Roux didn’t back down. He argued that frog cells might keep a hidden backup plan for emergencies, but normally they were still predetermined. The two men represented different metaphysical temperaments more than they represented a clear verdict from nature. As one biologist noted at the time, some people just see change and process, while others see stability and pre-written order.

The Genetic Blueprint: Preformation Returns

In the 20th century, many scientists believed DNA held a complete program for building a body.

For most of the 20th century, preformation came roaring back—not as a tiny person, but as code. After scientists discovered the structure of DNA in 1953, a powerful idea took hold: your chromosomes contain a genetic program, a set of instructions that, if we could read them completely, would tell us exactly how you are built.

The American biologist Thomas Hunt Morgan (1866–1945) had initially doubted that genes could explain how an egg becomes a fly or a frog. After all, every cell in your body has the same genes, yet a liver cell is nothing like a brain cell. How could identical instructions produce such different outcomes? Morgan eventually proposed that genes turn on and off differently over time, and this differential gene activity drove development. Later scientists like François Jacob and Jacques Monod took the idea further, arguing that embryonic development was the step-by-step execution of a plan written in DNA.

The British geneticist C.H. Waddington (1905–1975) offered a compromise image that became famous: the epigenetic landscape. Picture a rolling ball on a tilted surface full of branching valleys. The ball’s path represents a cell’s developmental fate; the valleys are shaped by genes beneath the surface. But the ball can still be nudged by its environment. It’s not a rigid track; it’s a landscape of possibilities. Waddington’s model kept genes as the ultimate sculptors, but it allowed room for epigenesis-like flexibility.

Still, the dominant story of the late 20th century was that your DNA is a kind of prewritten message—not a homunculus, but a code that predetermines your form. The older idea of organs unfolding from shapeless material felt outdated.

Stem Cells and the New Epigenesis

Stem cells can become many different cell types—their fate depends on neighbors, not just on DNA.

Then came two results that shook confidence in the blueprint model. In 1997, scientists announced Dolly the sheep, cloned from a single adult cell. A cell that had already settled into being, say, a skin cell somehow reversed its fate and started building a whole new organism. Cloning suggested that development was much more flexible than a fixed program would allow. A year later, researchers grew human embryonic stem cells in the lab. These cells had the remarkable power to become nearly any type of body cell—their destiny depended heavily on the chemical signals around them, not just on the genes inside.

You may have heard of cell reprogramming: scientists can now turn an ordinary skin cell back into a stem cell by adding just a few proteins. Development, it turns out, isn’t a one-way trip. It’s more like a conversation that can be redirected.

These discoveries have pushed biology back toward an epigenesis-friendly view. Your form isn’t simply read out of a DNA instruction manual. Material from the egg, contacts with neighboring cells, even physical forces like tissue tension all shape what you become. The old vital force is gone, replaced by concrete, interactive causes. But the philosophical take-home is the same: you are not a prewritten script; you are built, day by day, through rich, two-way relationships with your environment.

This matters for more than just scientific curiosity. Stem cell therapies, tissue engineering, and understanding how diseases develop all depend on knowing how much is predetermined and how much is still negotiable. The 300-year-old argument between preformation and epigenesis is alive in every lab that asks whether a cell’s fate can be changed.

Think about it

  1. If a scientist could predict everything about your body by reading your DNA, would that mean you were completely predetermined—or would the way you live still matter?
  2. Could there really be a miniature fully-formed person inside a single sperm cell? What would make such a thing physically impossible?
  3. If you could clone yourself, would the clone be exactly the same person as you? Why or why not?
※
### TASKS TO COMPLETE
a - Summarize the excerpt on preformation and epigenesis in two sentences.
b - Retype the excerpt on preformation and epigenesis from "The British geneticist" to "just on DNA." without any changes.
The entries after this point are separate material, independent of the excerpt on preformation and epigenesis.
※
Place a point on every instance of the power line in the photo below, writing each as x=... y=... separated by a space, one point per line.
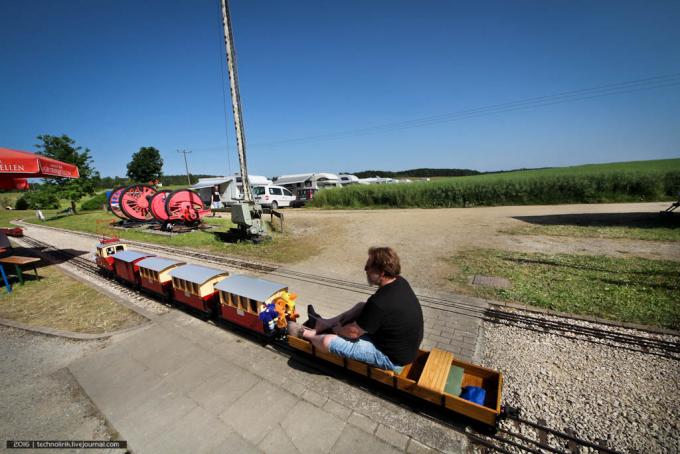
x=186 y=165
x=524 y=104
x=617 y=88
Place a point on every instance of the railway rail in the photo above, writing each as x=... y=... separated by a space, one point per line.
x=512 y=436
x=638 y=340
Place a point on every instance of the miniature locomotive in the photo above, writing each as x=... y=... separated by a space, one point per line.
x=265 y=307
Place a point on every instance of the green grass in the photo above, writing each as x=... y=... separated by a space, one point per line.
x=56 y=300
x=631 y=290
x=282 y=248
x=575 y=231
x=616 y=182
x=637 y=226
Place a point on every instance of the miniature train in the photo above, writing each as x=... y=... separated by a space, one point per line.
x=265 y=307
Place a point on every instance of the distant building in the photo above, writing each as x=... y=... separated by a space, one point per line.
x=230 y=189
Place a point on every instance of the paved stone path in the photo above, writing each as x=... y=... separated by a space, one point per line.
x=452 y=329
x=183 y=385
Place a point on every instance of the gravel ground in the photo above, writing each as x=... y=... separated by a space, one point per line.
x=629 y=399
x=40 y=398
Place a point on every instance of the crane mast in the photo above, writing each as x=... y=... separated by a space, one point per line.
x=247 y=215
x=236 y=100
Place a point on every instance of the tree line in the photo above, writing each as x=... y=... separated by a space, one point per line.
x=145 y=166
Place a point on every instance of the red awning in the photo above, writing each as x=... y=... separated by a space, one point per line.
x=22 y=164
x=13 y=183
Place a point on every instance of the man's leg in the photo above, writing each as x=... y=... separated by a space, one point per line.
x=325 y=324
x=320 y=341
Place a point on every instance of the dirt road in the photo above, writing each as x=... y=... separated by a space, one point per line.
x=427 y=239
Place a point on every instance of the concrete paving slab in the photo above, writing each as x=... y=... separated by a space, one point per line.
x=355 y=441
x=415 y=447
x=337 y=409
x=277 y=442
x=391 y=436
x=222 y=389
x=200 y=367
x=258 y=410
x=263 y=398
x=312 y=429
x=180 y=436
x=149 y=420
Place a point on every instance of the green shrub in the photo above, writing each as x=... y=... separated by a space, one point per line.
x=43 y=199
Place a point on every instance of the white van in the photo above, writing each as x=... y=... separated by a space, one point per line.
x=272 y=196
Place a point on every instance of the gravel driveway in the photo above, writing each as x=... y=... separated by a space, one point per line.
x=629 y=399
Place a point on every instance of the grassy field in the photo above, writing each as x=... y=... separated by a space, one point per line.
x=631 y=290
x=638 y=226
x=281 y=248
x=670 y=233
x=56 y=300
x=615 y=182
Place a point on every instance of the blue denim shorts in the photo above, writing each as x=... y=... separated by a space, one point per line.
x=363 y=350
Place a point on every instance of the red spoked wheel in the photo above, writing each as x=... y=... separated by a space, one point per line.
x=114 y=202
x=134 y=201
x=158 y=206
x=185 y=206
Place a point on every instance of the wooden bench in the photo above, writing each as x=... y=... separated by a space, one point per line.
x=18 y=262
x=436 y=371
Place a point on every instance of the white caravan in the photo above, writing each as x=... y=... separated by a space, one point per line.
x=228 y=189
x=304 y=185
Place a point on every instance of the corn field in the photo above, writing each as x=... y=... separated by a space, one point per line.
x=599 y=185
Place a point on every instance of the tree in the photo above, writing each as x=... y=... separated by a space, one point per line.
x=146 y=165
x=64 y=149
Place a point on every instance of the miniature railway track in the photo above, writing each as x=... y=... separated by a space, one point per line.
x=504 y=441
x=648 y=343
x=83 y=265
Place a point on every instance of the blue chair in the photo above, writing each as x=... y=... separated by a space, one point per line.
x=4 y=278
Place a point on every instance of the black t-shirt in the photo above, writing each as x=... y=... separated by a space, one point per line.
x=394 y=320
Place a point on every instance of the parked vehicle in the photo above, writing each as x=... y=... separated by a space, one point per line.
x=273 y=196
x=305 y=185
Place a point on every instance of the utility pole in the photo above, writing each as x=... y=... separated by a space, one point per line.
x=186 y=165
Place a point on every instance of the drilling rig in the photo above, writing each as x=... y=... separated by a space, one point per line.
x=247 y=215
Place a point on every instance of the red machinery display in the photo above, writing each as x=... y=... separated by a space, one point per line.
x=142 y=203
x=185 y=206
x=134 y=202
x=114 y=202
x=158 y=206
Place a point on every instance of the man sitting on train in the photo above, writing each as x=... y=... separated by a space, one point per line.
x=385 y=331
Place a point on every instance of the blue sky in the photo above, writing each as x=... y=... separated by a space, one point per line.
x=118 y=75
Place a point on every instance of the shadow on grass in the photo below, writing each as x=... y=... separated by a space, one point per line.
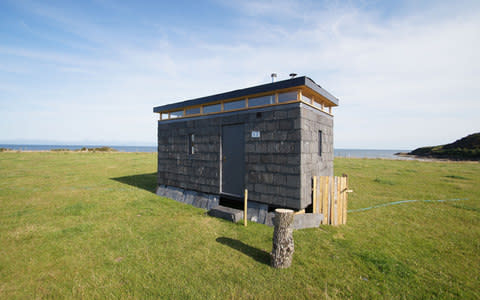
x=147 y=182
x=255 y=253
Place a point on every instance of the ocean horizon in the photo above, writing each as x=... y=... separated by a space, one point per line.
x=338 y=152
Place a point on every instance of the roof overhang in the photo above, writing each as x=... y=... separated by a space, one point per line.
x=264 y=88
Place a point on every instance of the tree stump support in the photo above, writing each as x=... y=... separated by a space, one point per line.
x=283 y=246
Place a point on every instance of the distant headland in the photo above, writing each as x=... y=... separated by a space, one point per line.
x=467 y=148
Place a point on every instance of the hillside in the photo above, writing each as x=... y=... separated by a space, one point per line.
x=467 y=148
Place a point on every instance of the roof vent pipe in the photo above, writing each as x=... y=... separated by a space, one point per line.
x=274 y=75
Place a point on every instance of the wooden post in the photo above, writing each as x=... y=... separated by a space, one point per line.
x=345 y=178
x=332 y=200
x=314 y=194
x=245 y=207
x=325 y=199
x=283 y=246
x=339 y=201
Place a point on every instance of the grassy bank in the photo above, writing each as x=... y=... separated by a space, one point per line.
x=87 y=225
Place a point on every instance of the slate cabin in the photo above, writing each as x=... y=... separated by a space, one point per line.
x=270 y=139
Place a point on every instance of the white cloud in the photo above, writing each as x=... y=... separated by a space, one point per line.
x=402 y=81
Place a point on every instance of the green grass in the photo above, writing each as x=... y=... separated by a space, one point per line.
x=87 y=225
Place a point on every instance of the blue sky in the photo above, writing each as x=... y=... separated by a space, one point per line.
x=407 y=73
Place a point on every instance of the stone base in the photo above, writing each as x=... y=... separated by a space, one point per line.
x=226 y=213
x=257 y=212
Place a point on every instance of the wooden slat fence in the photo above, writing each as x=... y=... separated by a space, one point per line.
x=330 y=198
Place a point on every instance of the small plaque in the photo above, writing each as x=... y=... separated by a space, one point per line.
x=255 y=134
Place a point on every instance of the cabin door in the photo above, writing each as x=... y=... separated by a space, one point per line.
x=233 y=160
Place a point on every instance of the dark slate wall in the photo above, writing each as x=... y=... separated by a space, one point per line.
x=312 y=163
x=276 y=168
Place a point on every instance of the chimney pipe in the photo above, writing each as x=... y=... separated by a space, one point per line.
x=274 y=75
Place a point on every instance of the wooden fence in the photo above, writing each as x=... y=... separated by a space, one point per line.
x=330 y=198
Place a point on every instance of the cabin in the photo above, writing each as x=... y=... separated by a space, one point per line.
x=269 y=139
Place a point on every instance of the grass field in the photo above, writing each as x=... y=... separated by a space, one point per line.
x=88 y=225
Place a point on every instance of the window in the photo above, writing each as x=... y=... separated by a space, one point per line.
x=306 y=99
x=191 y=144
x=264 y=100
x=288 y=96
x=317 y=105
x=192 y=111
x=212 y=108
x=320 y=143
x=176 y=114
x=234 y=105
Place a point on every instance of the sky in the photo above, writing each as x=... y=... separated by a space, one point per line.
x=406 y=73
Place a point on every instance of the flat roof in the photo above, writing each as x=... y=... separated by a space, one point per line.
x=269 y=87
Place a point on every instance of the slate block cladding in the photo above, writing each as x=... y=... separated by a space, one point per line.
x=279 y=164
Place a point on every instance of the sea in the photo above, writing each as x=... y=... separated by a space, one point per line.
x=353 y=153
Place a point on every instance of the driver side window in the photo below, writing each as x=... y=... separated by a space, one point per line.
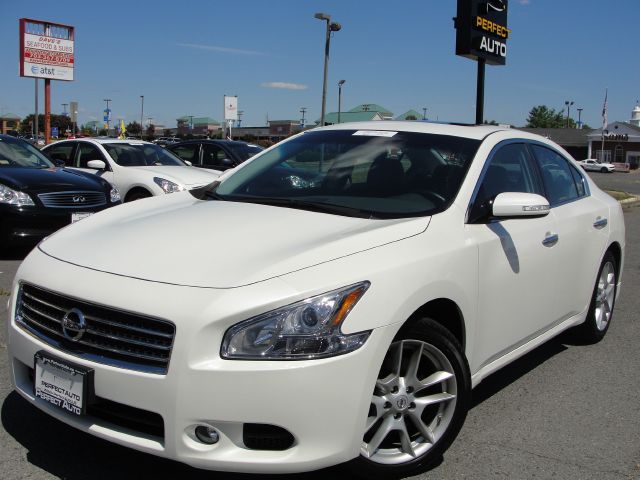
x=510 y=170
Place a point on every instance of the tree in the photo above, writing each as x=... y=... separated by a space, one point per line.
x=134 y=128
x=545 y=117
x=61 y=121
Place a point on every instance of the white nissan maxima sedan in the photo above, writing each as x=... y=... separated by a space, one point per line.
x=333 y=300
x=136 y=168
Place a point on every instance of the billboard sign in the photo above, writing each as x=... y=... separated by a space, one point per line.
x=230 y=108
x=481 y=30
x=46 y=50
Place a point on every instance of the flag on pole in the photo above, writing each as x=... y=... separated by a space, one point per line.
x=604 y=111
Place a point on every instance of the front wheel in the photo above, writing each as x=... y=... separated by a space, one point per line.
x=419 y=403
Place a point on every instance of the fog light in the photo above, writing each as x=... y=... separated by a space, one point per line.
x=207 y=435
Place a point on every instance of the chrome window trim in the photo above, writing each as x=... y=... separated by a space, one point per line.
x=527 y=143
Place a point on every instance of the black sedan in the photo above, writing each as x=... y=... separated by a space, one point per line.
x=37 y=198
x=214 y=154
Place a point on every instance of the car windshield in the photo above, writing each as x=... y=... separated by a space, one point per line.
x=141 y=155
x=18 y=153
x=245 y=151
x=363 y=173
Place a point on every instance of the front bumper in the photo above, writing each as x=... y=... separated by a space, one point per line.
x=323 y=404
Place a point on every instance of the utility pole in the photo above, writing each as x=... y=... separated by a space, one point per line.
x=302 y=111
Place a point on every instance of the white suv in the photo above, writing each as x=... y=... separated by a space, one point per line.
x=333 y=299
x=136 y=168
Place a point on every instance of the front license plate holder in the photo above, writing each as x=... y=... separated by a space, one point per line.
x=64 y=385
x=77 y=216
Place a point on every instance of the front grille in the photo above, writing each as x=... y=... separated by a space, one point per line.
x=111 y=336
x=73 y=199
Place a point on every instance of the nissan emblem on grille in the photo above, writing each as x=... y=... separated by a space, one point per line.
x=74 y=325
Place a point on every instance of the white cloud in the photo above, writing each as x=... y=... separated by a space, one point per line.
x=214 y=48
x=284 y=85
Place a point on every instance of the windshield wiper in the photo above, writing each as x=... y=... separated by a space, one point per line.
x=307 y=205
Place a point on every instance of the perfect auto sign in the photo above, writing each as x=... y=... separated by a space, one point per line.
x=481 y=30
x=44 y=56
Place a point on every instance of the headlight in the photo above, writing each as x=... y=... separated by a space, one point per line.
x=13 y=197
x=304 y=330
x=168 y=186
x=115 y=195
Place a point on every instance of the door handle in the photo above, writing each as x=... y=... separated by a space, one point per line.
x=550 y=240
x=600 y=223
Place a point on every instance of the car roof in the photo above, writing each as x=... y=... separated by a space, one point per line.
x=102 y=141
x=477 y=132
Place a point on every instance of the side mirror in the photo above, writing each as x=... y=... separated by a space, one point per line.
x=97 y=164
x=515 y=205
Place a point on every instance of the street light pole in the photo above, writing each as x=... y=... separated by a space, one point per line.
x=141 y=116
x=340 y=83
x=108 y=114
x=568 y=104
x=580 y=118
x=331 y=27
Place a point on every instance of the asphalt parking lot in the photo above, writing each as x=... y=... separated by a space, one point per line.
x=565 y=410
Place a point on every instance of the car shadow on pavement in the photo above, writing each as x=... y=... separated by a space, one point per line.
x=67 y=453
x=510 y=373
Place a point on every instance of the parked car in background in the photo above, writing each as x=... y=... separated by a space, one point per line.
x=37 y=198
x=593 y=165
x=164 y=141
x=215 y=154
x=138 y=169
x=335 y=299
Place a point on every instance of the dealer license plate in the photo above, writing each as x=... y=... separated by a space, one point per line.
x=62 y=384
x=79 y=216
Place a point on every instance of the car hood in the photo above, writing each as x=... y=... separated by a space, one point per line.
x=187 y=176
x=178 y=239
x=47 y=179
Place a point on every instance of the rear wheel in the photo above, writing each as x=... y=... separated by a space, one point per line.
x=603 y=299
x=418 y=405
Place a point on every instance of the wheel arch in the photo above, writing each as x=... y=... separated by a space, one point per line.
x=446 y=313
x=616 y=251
※
### TASK SOLUTIONS
a - For much of the 20th century, preformation returned as the idea that DNA holds a genetic program that predetermines how a body is built, although Waddington's epigenetic landscape offered a compromise that allowed some flexibility. Cloning and stem cell research then showed that development is far more flexible and depends on surrounding signals, which pushed biology back toward an epigenesis-friendly view in which form is shaped through interaction with the environment.

b -
The British geneticist C.H. Waddington (1905–1975) offered a compromise image that became famous: the epigenetic landscape. Picture a rolling ball on a tilted surface full of branching valleys. The ball’s path represents a cell’s developmental fate; the valleys are shaped by genes beneath the surface. But the ball can still be nudged by its environment. It’s not a rigid track; it’s a landscape of possibilities. Waddington’s model kept genes as the ultimate sculptors, but it allowed room for epigenesis-like flexibility.

Still, the dominant story of the late 20th century was that your DNA is a kind of prewritten message—not a homunculus, but a code that predetermines your form. The older idea of organs unfolding from shapeless material felt outdated.

Stem Cells and the New Epigenesis

Stem cells can become many different cell types—their fate depends on neighbors, not just on DNA.